:: RECORDS ::
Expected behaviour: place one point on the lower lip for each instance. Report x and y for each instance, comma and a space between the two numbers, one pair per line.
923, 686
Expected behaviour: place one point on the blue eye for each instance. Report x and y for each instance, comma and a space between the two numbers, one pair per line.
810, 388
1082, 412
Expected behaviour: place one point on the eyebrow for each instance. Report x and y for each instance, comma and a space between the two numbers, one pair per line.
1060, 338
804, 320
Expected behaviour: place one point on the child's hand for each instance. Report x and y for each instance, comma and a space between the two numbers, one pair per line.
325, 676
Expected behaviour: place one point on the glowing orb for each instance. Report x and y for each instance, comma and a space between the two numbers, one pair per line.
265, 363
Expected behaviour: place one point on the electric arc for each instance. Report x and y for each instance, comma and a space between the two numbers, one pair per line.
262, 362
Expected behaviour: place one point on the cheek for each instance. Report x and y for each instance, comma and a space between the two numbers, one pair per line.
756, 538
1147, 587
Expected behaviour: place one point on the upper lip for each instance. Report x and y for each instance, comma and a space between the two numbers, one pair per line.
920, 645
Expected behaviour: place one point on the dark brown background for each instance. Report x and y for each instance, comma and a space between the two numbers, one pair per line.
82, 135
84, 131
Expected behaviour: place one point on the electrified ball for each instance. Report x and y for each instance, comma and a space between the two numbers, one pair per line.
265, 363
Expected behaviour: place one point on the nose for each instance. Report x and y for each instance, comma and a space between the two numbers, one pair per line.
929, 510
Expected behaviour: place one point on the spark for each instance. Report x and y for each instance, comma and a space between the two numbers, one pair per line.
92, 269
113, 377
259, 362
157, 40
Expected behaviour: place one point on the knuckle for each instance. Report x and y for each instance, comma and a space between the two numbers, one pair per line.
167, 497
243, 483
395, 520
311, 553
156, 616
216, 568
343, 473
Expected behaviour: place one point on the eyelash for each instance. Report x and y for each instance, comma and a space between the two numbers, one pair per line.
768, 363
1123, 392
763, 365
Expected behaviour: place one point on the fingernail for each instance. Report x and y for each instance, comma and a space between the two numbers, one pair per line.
:::
:: RECORDS ::
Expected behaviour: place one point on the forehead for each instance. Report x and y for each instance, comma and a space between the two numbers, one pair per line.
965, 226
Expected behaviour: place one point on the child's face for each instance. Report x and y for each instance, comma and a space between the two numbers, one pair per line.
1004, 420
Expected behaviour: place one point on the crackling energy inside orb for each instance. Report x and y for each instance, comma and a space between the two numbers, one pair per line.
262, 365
:::
■ EXERCISE TASK
Return each row above that contains the string "child". Copy every such row in full.

■ TASK ANSWER
Expected behaviour: place one point on the child's hand for each instance. Report x and y for each instance, comma and a space between the two numbers, one pair per line.
Expected behaviour: place one point on the child's face for each instance. Report x and y for each instance, comma and a space between the two numbers, one pair per line.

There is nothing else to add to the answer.